> Task directions: Find every line in the items below that contains the word "white" and copy each of those lines in full. Case counts, so only matches with the same capital and lowercase letters qualify.

--- Begin Records for this task ---

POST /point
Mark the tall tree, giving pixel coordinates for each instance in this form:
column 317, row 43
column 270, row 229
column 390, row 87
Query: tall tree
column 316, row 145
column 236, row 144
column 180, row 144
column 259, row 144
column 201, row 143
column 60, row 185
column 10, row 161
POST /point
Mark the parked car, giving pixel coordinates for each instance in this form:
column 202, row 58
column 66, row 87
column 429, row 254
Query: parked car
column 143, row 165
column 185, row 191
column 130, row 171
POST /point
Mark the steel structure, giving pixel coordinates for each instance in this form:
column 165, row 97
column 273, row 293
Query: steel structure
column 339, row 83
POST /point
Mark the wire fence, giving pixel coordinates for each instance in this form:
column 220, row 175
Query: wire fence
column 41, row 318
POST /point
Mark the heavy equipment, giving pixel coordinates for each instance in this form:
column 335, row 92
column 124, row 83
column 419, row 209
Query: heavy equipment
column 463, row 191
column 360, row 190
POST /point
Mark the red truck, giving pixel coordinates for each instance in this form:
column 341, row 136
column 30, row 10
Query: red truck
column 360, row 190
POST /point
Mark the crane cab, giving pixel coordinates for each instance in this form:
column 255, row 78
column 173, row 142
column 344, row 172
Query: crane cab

--- End Records for this task ---
--- Begin Records for this task ---

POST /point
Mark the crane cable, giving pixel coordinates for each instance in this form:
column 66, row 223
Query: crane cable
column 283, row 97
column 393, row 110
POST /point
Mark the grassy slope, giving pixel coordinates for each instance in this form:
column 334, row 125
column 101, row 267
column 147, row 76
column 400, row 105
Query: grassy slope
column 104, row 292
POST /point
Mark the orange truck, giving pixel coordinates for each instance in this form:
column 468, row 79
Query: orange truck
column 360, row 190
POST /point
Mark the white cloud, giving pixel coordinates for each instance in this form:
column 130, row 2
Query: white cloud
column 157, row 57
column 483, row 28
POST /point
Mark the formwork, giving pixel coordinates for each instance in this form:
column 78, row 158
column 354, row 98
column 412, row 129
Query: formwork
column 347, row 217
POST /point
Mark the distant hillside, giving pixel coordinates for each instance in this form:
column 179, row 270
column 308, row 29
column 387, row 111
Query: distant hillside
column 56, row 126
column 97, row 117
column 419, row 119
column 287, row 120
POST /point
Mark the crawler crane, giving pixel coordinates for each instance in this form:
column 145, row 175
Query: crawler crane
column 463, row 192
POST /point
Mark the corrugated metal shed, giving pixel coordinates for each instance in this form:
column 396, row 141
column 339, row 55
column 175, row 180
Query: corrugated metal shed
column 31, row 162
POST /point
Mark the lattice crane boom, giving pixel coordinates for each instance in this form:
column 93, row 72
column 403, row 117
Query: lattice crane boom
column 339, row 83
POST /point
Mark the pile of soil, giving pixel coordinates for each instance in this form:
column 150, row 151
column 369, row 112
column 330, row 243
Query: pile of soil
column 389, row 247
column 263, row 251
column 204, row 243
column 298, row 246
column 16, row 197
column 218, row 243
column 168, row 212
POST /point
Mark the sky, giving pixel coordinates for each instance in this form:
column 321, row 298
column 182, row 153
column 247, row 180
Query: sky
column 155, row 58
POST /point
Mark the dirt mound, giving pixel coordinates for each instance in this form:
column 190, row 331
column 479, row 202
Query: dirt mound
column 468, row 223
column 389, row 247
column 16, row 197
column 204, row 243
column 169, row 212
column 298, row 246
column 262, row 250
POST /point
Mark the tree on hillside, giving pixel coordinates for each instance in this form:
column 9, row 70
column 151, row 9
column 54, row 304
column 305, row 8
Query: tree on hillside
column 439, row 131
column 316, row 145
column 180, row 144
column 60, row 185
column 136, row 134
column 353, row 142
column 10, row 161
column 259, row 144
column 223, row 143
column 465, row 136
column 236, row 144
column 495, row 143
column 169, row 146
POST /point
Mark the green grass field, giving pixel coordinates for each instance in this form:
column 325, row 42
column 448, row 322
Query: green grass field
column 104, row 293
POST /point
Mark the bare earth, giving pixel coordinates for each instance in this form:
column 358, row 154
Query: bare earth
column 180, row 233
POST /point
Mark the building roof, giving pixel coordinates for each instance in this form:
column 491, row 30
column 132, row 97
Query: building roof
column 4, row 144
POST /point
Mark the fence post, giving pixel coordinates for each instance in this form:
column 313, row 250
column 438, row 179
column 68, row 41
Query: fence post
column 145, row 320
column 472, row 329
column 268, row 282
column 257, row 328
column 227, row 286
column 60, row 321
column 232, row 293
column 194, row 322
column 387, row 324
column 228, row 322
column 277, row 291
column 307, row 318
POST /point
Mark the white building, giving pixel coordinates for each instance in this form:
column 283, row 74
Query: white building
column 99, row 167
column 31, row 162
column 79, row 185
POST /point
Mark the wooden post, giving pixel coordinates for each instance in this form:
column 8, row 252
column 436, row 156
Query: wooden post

--- End Records for this task ---

> Task output:
Mark the white cloud, giving pixel coordinates for each instance in this form:
Query: white cloud
Mark the white building, giving pixel coordinates for each instance in this form:
Query: white building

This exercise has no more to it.